* WHAT YOU SHOULD DO
Convert the part of the entries below that opens with the line containing "child in crowd -> masks, every instance" and closes with the line containing "[[[311,85],[309,106],[320,109],[320,79],[314,80]]]" into a numbered list, leaving out blank lines. Include both of those lines and nothing outside that span.

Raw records
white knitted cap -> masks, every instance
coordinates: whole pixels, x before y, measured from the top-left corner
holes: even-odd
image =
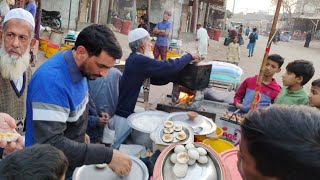
[[[8,14],[4,17],[3,23],[9,21],[10,19],[22,19],[27,21],[34,28],[34,18],[29,11],[26,11],[22,8],[15,8],[8,12]]]
[[[139,40],[139,39],[142,39],[148,35],[149,35],[148,31],[146,31],[145,29],[137,28],[137,29],[134,29],[129,32],[128,41],[129,41],[129,43],[132,43],[132,42]]]

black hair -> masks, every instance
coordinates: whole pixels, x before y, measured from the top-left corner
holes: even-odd
[[[237,36],[232,36],[231,39],[234,40],[235,38],[238,38]]]
[[[311,85],[312,86],[317,86],[317,87],[320,88],[320,79],[316,79],[316,80],[312,81]]]
[[[320,177],[320,113],[307,106],[273,105],[241,124],[242,138],[263,176],[279,180]]]
[[[148,23],[148,19],[145,15],[140,16],[140,18],[143,20],[143,23]]]
[[[116,36],[104,25],[93,24],[84,28],[77,37],[74,49],[78,46],[84,46],[89,56],[99,56],[101,51],[105,51],[115,59],[122,57]]]
[[[58,180],[68,165],[61,150],[49,144],[36,144],[4,158],[0,163],[0,179]]]
[[[281,66],[284,63],[284,58],[281,57],[279,54],[271,54],[268,56],[268,59],[270,59],[271,61],[274,61],[276,63],[278,63],[279,68],[281,68]]]
[[[306,60],[294,60],[287,65],[286,69],[288,72],[294,73],[297,77],[303,78],[301,82],[302,86],[310,81],[315,71],[312,62]]]

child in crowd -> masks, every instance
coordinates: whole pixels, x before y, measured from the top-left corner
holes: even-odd
[[[233,64],[238,65],[240,61],[240,45],[238,43],[238,37],[232,37],[232,43],[228,46],[227,60]]]
[[[267,67],[262,77],[262,87],[258,107],[269,106],[280,93],[281,87],[273,78],[273,75],[281,71],[283,62],[284,58],[278,54],[273,54],[268,57]],[[242,113],[247,113],[250,110],[250,105],[254,98],[257,79],[258,76],[245,79],[234,97],[233,104],[237,109],[240,109]],[[235,109],[231,107],[229,110],[234,111]]]
[[[275,100],[275,104],[287,105],[307,105],[308,95],[303,90],[303,86],[314,75],[314,67],[310,61],[295,60],[290,62],[287,72],[282,76],[283,86],[279,96]]]
[[[0,162],[0,179],[64,180],[68,159],[49,144],[37,144],[16,151]]]
[[[311,85],[309,106],[320,109],[320,79],[314,80]]]

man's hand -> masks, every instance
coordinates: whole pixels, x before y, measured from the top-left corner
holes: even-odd
[[[237,109],[242,109],[242,106],[243,106],[243,105],[240,104],[240,103],[237,103],[237,104],[236,104],[236,108],[237,108]]]
[[[198,53],[190,53],[192,56],[192,63],[198,63],[201,61],[200,55]]]
[[[129,156],[114,149],[112,160],[108,166],[119,176],[127,176],[130,173],[132,161]]]
[[[104,127],[107,123],[108,123],[108,119],[107,119],[107,118],[105,118],[105,117],[100,117],[100,118],[99,118],[99,122],[98,122],[98,126]]]
[[[102,112],[100,114],[98,125],[100,127],[104,127],[106,124],[108,124],[108,122],[109,122],[109,114],[105,113],[105,112]]]
[[[90,144],[90,136],[86,133],[86,135],[84,136],[84,143],[86,144]]]
[[[15,120],[5,113],[0,113],[0,132],[2,133],[17,133]],[[14,142],[0,141],[0,147],[4,148],[7,154],[10,154],[16,150],[23,149],[22,137],[19,136]]]

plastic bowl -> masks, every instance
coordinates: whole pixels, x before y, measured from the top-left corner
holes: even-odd
[[[194,111],[188,111],[187,115],[188,115],[190,120],[194,120],[199,114],[194,112]]]
[[[205,139],[203,143],[209,145],[218,153],[234,148],[233,144],[223,139]]]
[[[222,136],[222,134],[223,134],[223,130],[221,128],[217,127],[217,129],[215,131],[215,134],[216,134],[216,137],[210,138],[210,139],[218,139],[218,138],[220,138]],[[195,135],[194,136],[194,142],[202,142],[205,139],[207,139],[206,135]]]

* RESULT
1. child in crowd -> masks, every instance
2. coordinates: whole pixels, x before y, measured from the top-left corner
3. holes: even-odd
4. [[[233,64],[238,65],[240,61],[240,45],[238,43],[238,37],[232,37],[232,43],[228,46],[227,60]]]
5. [[[267,67],[262,77],[262,87],[258,107],[269,106],[280,93],[281,87],[273,78],[273,75],[281,71],[283,62],[284,58],[278,54],[273,54],[268,57]],[[242,113],[247,113],[250,110],[250,105],[254,98],[257,79],[258,76],[245,79],[234,97],[233,104],[237,109],[240,109]],[[235,109],[231,107],[229,110],[234,111]]]
6. [[[275,100],[275,104],[287,105],[307,105],[308,95],[303,90],[303,86],[314,75],[314,67],[310,61],[295,60],[290,62],[287,72],[282,76],[283,86],[279,96]]]
7. [[[0,162],[0,179],[64,180],[68,159],[49,144],[37,144],[16,151]]]
8. [[[311,85],[309,106],[320,109],[320,79],[314,80]]]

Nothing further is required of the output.